If you have any questions or if you would like to learn more about this program, contact: learn@vectorinstitute.ai

# Case Study 2: Text Classification


In this notebook, we will use pre-trained deep learning model to process some text. We will then use the output of that model to classify the text. The text is a list of narratives from consumer complaints. And we will calssify each narrative to one of the compalint classes.

## Models: Consumer Complaint Classification
Our goal is to create a model that takes the text of a compliant and produces the class code. 

Under the hood, the model is actually made up of two model.

* DistilBERT processes the text and passes along some information it extracted from it on to the next model. DistilBERT is a smaller version of BERT developed and open sourced by the team at HuggingFace. It’s a lighter and faster version of BERT that roughly matches its performance.
* The next model, a basic Logistic Regression model from scikit learn will take in the result of DistilBERT’s processing, and classify the text. We will train both binary and multi-class calssifiers and will explain the methods to evaluate the results..

The data we pass between the two models is a vector of size 768. We can think of this of vector as an embedding for the sentence that we can use for classification.

## Problem
Each week the Consumer Financial Protection Bureau sends thousands of consumer’s complaints about financial product and services to company for a response. Classify those consumer complaints into the product category it belongs to using the description of the complaint.

## Dataset
The dataset is a small subset of data extracted from Data.gov website. We extracted only a very small part due to memory limitation of Google Colab.  The data is already clean. It is made of two columns:

1. **Product:** the complaint class
1. **Consumer complaint narrative:** the text of the complaint

## Installing the transformers library
Let's start by installing the huggingface transformers library so we can load our deep learning NLP model. Also, importing the required Python packages.

In [None]:
!pip install transformers

In [None]:
import numpy as np
import pandas as pd
from sklearn.linear_model import LogisticRegression
from sklearn.model_selection import cross_val_score, cross_val_predict
from sklearn.metrics import confusion_matrix, plot_confusion_matrix
import torch
import transformers as ppb
import warnings
import matplotlib.pyplot as plt
%matplotlib inline
warnings.filterwarnings('ignore')

## Importing the dataset
We'll use pandas to read the dataset and load it into a dataframe.

In [None]:
df = pd.read_csv('https://raw.githubusercontent.com/sayyed-uoft/TSSA/main/customer_complaints_samples.csv')

Let's look at the data

In [None]:
df

Let's look at the distribution of the products (labels):

In [None]:
df['Product'].value_counts()

= Directive =
List every name that the text classification notebook imports from scikit-learn.

= Given data =
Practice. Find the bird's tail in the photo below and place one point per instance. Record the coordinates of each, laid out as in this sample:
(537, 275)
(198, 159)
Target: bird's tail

= Result for this task =
LogisticRegression
cross_val_score
cross_val_predict
confusion_matrix
plot_confusion_matrix